(MATERIAL FOR THE TASK)
--*--

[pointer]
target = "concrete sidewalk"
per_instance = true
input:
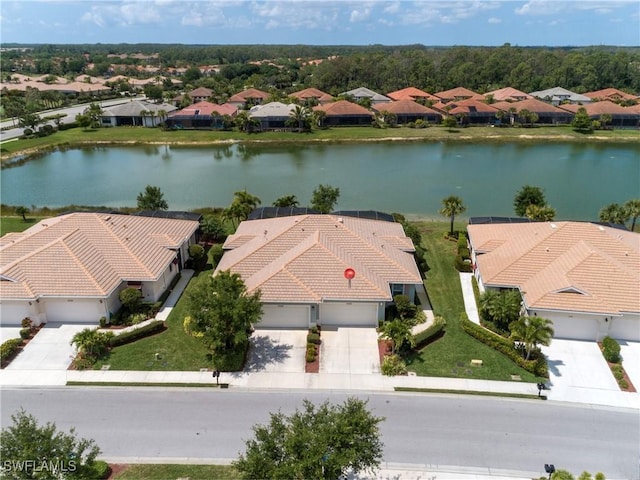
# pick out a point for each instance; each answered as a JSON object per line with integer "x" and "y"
{"x": 387, "y": 470}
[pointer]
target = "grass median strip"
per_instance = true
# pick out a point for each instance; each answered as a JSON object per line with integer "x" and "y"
{"x": 76, "y": 383}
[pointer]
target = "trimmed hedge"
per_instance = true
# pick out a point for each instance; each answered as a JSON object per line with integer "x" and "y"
{"x": 131, "y": 336}
{"x": 611, "y": 350}
{"x": 8, "y": 348}
{"x": 505, "y": 346}
{"x": 436, "y": 329}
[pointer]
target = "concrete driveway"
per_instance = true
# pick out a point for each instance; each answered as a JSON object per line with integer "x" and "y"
{"x": 277, "y": 351}
{"x": 349, "y": 350}
{"x": 50, "y": 349}
{"x": 577, "y": 371}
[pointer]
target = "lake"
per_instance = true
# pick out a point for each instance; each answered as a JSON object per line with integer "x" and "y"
{"x": 411, "y": 177}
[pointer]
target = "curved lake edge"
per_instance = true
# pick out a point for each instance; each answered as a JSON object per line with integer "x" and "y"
{"x": 20, "y": 157}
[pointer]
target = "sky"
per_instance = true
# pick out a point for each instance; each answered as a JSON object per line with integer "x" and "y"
{"x": 320, "y": 22}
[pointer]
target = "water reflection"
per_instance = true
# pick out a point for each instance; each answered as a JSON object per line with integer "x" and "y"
{"x": 410, "y": 178}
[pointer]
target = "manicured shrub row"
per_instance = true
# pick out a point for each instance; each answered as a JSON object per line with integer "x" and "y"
{"x": 133, "y": 335}
{"x": 9, "y": 348}
{"x": 435, "y": 330}
{"x": 611, "y": 350}
{"x": 312, "y": 352}
{"x": 505, "y": 346}
{"x": 393, "y": 365}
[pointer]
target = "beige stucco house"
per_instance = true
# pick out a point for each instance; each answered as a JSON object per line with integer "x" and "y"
{"x": 299, "y": 262}
{"x": 71, "y": 268}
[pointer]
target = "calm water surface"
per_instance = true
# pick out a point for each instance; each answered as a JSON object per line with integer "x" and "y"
{"x": 411, "y": 178}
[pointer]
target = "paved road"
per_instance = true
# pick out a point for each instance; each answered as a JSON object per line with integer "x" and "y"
{"x": 520, "y": 435}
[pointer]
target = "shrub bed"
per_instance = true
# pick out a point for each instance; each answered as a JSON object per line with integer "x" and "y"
{"x": 8, "y": 350}
{"x": 127, "y": 337}
{"x": 537, "y": 366}
{"x": 611, "y": 350}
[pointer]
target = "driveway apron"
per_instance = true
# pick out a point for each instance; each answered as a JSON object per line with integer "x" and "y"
{"x": 277, "y": 351}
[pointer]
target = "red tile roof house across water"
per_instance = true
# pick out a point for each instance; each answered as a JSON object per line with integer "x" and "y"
{"x": 299, "y": 262}
{"x": 71, "y": 268}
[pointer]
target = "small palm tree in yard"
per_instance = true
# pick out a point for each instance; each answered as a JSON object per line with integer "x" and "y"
{"x": 399, "y": 332}
{"x": 452, "y": 206}
{"x": 532, "y": 331}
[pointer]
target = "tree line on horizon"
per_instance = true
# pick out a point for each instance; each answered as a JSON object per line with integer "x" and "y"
{"x": 284, "y": 67}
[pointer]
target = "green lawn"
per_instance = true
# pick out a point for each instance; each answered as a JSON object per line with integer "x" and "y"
{"x": 451, "y": 355}
{"x": 178, "y": 351}
{"x": 16, "y": 224}
{"x": 77, "y": 137}
{"x": 166, "y": 472}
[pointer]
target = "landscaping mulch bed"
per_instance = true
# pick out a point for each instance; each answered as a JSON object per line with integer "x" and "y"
{"x": 384, "y": 348}
{"x": 313, "y": 367}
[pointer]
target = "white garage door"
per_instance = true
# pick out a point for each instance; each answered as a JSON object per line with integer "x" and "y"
{"x": 73, "y": 311}
{"x": 349, "y": 314}
{"x": 576, "y": 328}
{"x": 284, "y": 316}
{"x": 12, "y": 313}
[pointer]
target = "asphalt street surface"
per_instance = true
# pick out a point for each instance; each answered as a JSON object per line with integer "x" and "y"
{"x": 481, "y": 432}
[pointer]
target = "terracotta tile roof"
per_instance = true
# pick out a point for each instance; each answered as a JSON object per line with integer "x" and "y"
{"x": 470, "y": 107}
{"x": 458, "y": 93}
{"x": 248, "y": 94}
{"x": 411, "y": 93}
{"x": 303, "y": 258}
{"x": 597, "y": 108}
{"x": 309, "y": 93}
{"x": 532, "y": 104}
{"x": 272, "y": 110}
{"x": 508, "y": 94}
{"x": 206, "y": 108}
{"x": 569, "y": 266}
{"x": 405, "y": 107}
{"x": 88, "y": 254}
{"x": 201, "y": 92}
{"x": 611, "y": 94}
{"x": 343, "y": 107}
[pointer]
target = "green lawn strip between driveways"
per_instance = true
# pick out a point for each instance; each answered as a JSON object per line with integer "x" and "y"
{"x": 177, "y": 350}
{"x": 78, "y": 137}
{"x": 145, "y": 384}
{"x": 164, "y": 472}
{"x": 451, "y": 355}
{"x": 16, "y": 224}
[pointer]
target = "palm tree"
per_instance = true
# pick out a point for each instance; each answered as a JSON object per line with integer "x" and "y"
{"x": 452, "y": 206}
{"x": 633, "y": 209}
{"x": 319, "y": 117}
{"x": 22, "y": 210}
{"x": 532, "y": 331}
{"x": 399, "y": 332}
{"x": 286, "y": 201}
{"x": 614, "y": 213}
{"x": 540, "y": 213}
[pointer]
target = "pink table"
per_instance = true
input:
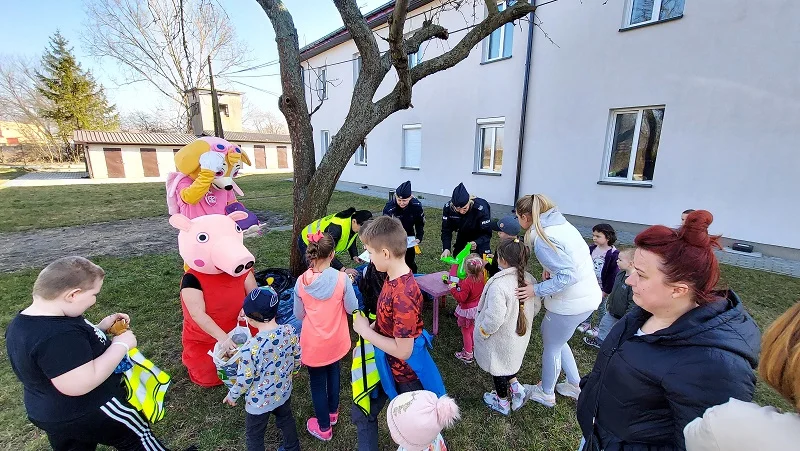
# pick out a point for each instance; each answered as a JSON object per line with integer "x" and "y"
{"x": 433, "y": 285}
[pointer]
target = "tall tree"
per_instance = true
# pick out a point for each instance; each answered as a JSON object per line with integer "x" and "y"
{"x": 74, "y": 100}
{"x": 313, "y": 185}
{"x": 165, "y": 43}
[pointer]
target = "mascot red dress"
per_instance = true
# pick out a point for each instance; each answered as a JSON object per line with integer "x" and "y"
{"x": 213, "y": 289}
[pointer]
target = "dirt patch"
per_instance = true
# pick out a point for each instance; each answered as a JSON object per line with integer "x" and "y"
{"x": 125, "y": 238}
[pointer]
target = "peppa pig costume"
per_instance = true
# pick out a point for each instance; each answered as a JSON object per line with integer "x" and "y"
{"x": 218, "y": 265}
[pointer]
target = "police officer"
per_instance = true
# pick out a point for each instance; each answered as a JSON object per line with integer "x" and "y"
{"x": 468, "y": 216}
{"x": 408, "y": 210}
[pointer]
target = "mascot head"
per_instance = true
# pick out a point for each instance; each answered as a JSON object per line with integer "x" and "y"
{"x": 187, "y": 160}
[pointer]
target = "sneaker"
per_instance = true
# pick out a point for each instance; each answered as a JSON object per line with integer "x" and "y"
{"x": 568, "y": 390}
{"x": 593, "y": 342}
{"x": 313, "y": 428}
{"x": 464, "y": 356}
{"x": 517, "y": 396}
{"x": 496, "y": 403}
{"x": 535, "y": 393}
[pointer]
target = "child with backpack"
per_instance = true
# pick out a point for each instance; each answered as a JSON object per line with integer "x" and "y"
{"x": 503, "y": 326}
{"x": 322, "y": 298}
{"x": 467, "y": 293}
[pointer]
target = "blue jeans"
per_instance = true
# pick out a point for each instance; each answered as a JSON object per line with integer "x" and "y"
{"x": 325, "y": 388}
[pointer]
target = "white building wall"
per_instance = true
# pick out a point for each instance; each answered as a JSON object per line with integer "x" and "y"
{"x": 729, "y": 142}
{"x": 447, "y": 105}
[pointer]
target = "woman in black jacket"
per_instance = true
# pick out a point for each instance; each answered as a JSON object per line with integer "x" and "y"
{"x": 685, "y": 348}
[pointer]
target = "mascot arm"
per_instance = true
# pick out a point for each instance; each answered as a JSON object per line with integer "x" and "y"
{"x": 196, "y": 306}
{"x": 199, "y": 187}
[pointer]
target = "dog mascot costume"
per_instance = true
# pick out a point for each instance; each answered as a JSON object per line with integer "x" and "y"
{"x": 203, "y": 183}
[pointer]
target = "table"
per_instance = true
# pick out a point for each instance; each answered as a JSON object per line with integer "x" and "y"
{"x": 433, "y": 285}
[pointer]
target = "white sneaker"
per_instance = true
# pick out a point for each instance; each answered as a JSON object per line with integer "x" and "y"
{"x": 568, "y": 390}
{"x": 517, "y": 396}
{"x": 535, "y": 393}
{"x": 496, "y": 403}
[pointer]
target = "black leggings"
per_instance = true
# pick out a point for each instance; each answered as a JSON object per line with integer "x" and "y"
{"x": 501, "y": 385}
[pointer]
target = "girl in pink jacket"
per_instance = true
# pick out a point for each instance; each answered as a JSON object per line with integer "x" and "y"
{"x": 323, "y": 297}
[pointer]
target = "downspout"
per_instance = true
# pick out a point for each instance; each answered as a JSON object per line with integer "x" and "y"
{"x": 524, "y": 110}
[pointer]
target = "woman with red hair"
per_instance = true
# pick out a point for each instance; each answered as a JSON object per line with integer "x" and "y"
{"x": 688, "y": 346}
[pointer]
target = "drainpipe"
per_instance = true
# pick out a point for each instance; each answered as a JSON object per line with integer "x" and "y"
{"x": 524, "y": 110}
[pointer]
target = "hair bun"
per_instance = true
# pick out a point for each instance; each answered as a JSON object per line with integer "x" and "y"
{"x": 695, "y": 229}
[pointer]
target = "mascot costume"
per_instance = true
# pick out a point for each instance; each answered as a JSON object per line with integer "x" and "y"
{"x": 220, "y": 267}
{"x": 204, "y": 182}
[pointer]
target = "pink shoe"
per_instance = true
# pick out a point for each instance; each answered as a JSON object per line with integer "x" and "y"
{"x": 313, "y": 428}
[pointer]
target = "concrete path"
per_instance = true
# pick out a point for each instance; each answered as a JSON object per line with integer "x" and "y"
{"x": 760, "y": 262}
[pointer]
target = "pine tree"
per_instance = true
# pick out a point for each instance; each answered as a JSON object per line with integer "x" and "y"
{"x": 75, "y": 100}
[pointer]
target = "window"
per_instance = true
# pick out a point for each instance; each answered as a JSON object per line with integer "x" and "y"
{"x": 633, "y": 144}
{"x": 356, "y": 67}
{"x": 412, "y": 146}
{"x": 361, "y": 154}
{"x": 322, "y": 83}
{"x": 489, "y": 155}
{"x": 498, "y": 45}
{"x": 325, "y": 139}
{"x": 643, "y": 11}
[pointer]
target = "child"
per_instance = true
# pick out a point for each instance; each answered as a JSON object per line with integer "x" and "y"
{"x": 619, "y": 301}
{"x": 604, "y": 256}
{"x": 416, "y": 420}
{"x": 507, "y": 227}
{"x": 68, "y": 367}
{"x": 322, "y": 295}
{"x": 467, "y": 293}
{"x": 397, "y": 324}
{"x": 264, "y": 377}
{"x": 503, "y": 326}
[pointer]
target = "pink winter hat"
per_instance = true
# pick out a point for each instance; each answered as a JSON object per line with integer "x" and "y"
{"x": 416, "y": 418}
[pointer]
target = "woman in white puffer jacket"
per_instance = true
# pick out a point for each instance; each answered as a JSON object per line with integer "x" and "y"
{"x": 569, "y": 290}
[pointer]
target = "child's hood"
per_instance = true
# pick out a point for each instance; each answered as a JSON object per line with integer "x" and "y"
{"x": 322, "y": 286}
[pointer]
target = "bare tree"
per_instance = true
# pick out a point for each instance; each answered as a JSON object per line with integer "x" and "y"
{"x": 260, "y": 121}
{"x": 21, "y": 102}
{"x": 313, "y": 185}
{"x": 165, "y": 43}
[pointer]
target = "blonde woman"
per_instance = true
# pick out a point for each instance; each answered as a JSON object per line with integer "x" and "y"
{"x": 568, "y": 288}
{"x": 745, "y": 426}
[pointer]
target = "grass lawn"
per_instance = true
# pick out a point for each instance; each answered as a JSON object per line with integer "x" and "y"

--*--

(PROMPT) Examine each line of the records above and tally those with the string "lawn". State the total alone.

(SOLUTION TO THIS PROBLEM) 3